SELECTED EXTRACT>
##############################

Sun Java System Application Server Enterprise Edition 8.1 2005Q2 High Availability Administration Guide

Stateful Session Bean Failover

Stateful session beans (SFSBs) contain client-specific state. There is a one-to-one relationship between clients and the stateful session beans. At creation, the EJB container gives each SFSB a unique session ID that binds it to a client.

An SFSB’s state can be saved in a persistent store in case a server instance fails. The state of an SFSB is saved to the persistent store at predefined points in its life cycle. This is called checkpointing. If enabled, checkpointing generally occurs after the bean completes any transaction, even if the transaction rolls back.

However, if an SFSB participates in a bean-managed transaction, the transaction might be committed in the middle of the execution of a bean method. Since the bean’s state might be undergoing transition as a result of the method invocation, this is not an appropriate time to checkpoint the bean’s state. In this case, the EJB container checkpoints the bean’s state at the end of the corresponding method, provided the bean is not in the scope of another transaction when that method ends. If a bean-managed transaction spans across multiple methods, checkpointing is delayed until there is no active transaction at the end of a subsequent method.

##############################

SET PROBLEM 1>
Rewrite the paragraph of the failover excerpt that begins "An SFSB’s state can be saved" as a short bulleted list that keeps its main facts.
SET PROBLEM 2>
According to the failover excerpt, what does the EJB container give each SFSB when it is created?
The items that come after this have no connection to the failover excerpt.

##############################

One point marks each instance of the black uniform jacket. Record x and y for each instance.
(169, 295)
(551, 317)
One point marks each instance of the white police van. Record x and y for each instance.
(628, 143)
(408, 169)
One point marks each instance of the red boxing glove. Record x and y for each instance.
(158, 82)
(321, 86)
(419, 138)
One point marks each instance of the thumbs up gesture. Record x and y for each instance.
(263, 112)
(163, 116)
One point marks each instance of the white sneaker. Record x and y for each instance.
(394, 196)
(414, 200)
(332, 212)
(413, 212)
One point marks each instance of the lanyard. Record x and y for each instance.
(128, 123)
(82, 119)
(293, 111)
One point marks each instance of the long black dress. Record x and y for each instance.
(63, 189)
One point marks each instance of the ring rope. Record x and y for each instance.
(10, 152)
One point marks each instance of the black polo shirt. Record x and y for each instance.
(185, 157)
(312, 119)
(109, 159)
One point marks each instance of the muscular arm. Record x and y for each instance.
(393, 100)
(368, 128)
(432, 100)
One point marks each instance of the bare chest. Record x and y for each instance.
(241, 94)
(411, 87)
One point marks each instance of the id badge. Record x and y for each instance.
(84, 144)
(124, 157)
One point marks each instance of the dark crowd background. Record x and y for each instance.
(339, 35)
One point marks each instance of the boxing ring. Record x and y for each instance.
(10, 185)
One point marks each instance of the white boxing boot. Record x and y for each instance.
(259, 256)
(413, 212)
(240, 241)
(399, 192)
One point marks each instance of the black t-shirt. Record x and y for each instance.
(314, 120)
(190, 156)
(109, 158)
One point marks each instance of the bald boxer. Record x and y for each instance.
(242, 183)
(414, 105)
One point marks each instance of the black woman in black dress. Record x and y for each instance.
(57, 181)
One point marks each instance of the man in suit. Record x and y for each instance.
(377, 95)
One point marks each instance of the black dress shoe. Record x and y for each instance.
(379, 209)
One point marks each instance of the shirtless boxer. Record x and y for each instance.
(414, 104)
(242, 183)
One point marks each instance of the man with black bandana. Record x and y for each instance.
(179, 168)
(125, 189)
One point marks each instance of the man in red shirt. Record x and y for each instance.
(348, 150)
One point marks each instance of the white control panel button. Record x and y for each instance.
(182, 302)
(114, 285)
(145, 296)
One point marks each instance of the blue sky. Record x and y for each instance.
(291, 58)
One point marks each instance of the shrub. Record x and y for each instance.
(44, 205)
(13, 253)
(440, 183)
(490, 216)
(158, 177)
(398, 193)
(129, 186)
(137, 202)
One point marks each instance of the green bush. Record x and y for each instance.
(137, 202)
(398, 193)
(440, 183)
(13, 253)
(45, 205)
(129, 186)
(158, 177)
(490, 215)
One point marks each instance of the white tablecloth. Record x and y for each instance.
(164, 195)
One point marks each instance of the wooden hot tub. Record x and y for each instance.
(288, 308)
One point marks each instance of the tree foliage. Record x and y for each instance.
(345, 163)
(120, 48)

##############################

WRITTEN SOLUTION 1>
- An SFSB’s state can be saved in a persistent store in case a server instance fails.
- The state is saved at predefined points in the bean’s life cycle, which is called checkpointing.
- When enabled, checkpointing generally happens after the bean completes any transaction, even one that rolls back.

WRITTEN SOLUTION 2>
A unique session ID that binds it to a client.